(REQUIRED WORK)
Beginning with the line that holds "compact form (551,249).", set down each line of the data below through the very last, exactly as given, and nothing beyond that.

(INFORMATION SHOWN)
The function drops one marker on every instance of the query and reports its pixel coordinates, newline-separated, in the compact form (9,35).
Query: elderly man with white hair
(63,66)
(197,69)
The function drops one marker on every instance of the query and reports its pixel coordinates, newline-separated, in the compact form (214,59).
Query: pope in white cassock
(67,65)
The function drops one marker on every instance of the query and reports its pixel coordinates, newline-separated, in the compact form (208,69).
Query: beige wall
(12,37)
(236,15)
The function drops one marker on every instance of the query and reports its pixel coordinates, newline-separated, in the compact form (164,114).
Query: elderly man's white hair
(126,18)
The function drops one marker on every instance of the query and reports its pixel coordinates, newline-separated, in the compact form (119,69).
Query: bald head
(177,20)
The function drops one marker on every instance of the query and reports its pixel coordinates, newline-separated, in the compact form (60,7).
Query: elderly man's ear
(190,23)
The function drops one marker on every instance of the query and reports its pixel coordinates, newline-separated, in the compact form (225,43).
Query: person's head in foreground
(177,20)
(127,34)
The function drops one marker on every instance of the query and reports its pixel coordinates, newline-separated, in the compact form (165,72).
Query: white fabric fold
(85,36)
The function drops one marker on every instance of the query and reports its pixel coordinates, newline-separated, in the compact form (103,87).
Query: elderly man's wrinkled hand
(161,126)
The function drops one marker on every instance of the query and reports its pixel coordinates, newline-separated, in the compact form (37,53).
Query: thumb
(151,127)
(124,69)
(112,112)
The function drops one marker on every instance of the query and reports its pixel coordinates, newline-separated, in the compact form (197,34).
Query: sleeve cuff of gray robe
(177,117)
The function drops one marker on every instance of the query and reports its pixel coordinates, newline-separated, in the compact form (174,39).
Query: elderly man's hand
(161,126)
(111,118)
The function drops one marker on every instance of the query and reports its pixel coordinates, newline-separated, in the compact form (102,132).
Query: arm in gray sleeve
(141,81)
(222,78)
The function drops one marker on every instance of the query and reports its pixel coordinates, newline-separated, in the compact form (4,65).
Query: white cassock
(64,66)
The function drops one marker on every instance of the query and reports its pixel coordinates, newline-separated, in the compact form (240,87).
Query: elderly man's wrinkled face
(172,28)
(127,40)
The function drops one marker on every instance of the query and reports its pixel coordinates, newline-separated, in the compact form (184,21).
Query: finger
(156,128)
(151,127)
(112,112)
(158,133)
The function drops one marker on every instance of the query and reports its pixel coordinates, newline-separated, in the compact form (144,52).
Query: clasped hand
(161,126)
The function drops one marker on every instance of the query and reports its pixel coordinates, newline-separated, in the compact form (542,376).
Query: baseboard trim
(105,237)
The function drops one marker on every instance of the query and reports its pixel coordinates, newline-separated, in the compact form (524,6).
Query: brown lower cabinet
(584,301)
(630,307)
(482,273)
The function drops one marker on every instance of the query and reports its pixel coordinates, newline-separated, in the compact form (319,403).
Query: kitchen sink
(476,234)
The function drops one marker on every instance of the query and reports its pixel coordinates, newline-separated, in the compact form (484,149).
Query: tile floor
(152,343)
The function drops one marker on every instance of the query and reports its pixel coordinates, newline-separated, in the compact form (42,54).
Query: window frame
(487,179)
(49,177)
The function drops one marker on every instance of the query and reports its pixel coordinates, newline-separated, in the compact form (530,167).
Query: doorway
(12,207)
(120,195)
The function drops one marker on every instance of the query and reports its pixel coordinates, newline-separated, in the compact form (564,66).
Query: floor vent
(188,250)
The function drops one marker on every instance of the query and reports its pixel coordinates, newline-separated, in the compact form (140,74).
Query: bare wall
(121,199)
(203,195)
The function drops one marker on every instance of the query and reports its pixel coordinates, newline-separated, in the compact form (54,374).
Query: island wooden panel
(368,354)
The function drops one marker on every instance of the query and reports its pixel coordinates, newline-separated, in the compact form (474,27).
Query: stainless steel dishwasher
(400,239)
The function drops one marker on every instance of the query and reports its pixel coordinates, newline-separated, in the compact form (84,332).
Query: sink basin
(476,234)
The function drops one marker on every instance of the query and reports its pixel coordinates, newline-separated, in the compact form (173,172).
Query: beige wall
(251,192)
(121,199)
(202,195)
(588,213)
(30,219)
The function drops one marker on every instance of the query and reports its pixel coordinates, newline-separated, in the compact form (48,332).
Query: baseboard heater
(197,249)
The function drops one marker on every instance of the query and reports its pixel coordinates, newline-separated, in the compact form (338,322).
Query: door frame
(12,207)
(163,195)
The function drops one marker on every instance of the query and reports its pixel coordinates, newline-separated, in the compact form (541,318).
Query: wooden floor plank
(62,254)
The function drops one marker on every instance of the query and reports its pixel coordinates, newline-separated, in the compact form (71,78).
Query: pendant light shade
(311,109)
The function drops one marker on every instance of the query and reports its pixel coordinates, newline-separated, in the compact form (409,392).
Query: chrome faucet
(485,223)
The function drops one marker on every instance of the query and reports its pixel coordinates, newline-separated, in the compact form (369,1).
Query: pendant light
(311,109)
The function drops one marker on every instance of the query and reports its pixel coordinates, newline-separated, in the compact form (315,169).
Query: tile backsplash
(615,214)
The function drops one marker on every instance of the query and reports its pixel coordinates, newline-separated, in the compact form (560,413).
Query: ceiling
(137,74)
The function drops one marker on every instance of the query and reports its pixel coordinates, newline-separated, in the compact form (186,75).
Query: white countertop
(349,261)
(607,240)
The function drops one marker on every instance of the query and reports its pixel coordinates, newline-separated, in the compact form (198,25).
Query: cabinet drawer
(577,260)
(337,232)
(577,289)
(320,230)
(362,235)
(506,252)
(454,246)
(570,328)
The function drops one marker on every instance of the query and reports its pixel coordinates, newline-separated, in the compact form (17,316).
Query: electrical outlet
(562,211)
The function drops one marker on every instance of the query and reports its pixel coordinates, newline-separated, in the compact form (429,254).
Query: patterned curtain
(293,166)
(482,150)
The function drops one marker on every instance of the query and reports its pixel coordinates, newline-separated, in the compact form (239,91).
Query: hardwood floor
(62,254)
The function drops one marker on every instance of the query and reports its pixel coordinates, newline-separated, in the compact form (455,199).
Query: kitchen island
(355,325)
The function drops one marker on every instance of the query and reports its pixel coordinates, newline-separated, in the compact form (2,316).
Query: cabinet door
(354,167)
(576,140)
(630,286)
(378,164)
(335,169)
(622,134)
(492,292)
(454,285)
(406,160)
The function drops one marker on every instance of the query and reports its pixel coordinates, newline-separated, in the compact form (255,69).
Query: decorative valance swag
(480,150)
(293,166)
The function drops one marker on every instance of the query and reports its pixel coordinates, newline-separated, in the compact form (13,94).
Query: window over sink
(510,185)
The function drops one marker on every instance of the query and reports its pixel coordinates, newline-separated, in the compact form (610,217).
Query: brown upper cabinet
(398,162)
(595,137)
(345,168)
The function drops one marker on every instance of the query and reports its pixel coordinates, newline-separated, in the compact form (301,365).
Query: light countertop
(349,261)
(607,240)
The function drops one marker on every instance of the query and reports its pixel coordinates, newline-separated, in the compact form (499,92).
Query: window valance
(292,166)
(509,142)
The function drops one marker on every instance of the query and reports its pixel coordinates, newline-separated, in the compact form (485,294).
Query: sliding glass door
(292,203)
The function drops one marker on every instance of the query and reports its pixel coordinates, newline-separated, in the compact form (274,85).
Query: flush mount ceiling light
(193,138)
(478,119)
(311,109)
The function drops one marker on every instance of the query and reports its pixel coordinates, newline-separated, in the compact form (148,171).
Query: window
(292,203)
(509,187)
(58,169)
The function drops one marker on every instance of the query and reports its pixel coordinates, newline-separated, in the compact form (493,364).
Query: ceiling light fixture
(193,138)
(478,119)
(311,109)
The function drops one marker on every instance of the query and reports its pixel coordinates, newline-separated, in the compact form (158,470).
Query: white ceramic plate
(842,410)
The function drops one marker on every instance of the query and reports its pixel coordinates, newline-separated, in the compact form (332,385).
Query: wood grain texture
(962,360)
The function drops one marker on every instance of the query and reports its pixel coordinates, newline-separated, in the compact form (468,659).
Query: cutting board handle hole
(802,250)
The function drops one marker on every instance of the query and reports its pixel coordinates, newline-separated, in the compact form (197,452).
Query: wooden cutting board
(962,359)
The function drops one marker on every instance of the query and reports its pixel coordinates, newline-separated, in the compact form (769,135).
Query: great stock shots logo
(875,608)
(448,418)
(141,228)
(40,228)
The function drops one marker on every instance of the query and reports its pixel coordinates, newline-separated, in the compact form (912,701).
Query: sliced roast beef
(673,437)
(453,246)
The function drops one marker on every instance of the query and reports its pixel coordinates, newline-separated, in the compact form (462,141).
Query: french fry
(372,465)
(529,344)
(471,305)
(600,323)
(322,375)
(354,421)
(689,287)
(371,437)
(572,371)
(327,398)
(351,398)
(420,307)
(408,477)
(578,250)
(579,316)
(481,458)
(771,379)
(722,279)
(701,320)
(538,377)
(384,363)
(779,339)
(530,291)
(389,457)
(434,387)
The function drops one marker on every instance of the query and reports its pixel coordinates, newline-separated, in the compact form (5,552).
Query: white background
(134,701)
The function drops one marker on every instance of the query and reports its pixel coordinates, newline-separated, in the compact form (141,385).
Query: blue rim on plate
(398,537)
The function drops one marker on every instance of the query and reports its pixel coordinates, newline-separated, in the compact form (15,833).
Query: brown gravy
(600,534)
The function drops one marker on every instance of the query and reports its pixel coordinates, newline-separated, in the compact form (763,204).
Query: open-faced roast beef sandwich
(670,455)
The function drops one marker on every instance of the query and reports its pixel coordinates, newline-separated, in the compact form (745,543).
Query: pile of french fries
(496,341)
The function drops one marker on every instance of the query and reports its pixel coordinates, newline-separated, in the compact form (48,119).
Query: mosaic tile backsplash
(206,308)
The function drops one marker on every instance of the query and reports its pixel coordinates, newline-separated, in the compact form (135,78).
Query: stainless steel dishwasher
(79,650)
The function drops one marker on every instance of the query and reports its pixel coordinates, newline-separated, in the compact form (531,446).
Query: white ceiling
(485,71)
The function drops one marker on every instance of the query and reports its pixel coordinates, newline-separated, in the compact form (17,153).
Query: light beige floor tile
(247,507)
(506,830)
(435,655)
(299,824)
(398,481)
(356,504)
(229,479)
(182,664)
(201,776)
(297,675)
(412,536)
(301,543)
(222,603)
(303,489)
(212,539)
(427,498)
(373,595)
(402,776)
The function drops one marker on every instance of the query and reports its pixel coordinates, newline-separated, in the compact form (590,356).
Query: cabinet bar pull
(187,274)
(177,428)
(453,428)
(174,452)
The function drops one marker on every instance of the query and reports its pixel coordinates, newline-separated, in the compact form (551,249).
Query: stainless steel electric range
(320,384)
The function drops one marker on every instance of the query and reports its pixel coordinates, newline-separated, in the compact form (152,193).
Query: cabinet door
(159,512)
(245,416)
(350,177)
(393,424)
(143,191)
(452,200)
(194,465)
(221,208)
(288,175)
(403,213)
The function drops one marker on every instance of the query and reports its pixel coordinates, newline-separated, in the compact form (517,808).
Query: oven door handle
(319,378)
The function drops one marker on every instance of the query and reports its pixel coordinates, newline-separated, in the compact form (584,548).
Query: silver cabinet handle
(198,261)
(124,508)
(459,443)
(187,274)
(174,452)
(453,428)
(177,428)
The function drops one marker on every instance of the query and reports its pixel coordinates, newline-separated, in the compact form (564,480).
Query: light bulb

(SOLVED EXERCISE)
The function drops one marker on every instance of the query and reports its pixel coordinates, newline-separated, in the compact form (551,249).
Query: stainless steel electric range
(320,384)
The function drops one marker on every instance of the query and reports its pixel coordinates, newline-separated, in the compact form (152,193).
Query: cabinet door
(159,512)
(245,416)
(350,177)
(393,424)
(143,191)
(452,200)
(194,465)
(221,208)
(288,175)
(403,213)
The function drops one marker on every instance of the query and reports its pixel coordinates, newline-separated, in the compact form (517,808).
Query: oven door handle
(319,378)
The function drops one marker on every instance of the query and reports its pixel coordinates, newline-separated, in the compact form (584,548).
Query: silver cabinet handle
(198,261)
(124,508)
(459,443)
(187,274)
(174,452)
(453,428)
(177,428)
The function drops one marker on every instance of the query and reports its pixel coordinates, newline-separated, in the compact form (564,480).
Query: light bulb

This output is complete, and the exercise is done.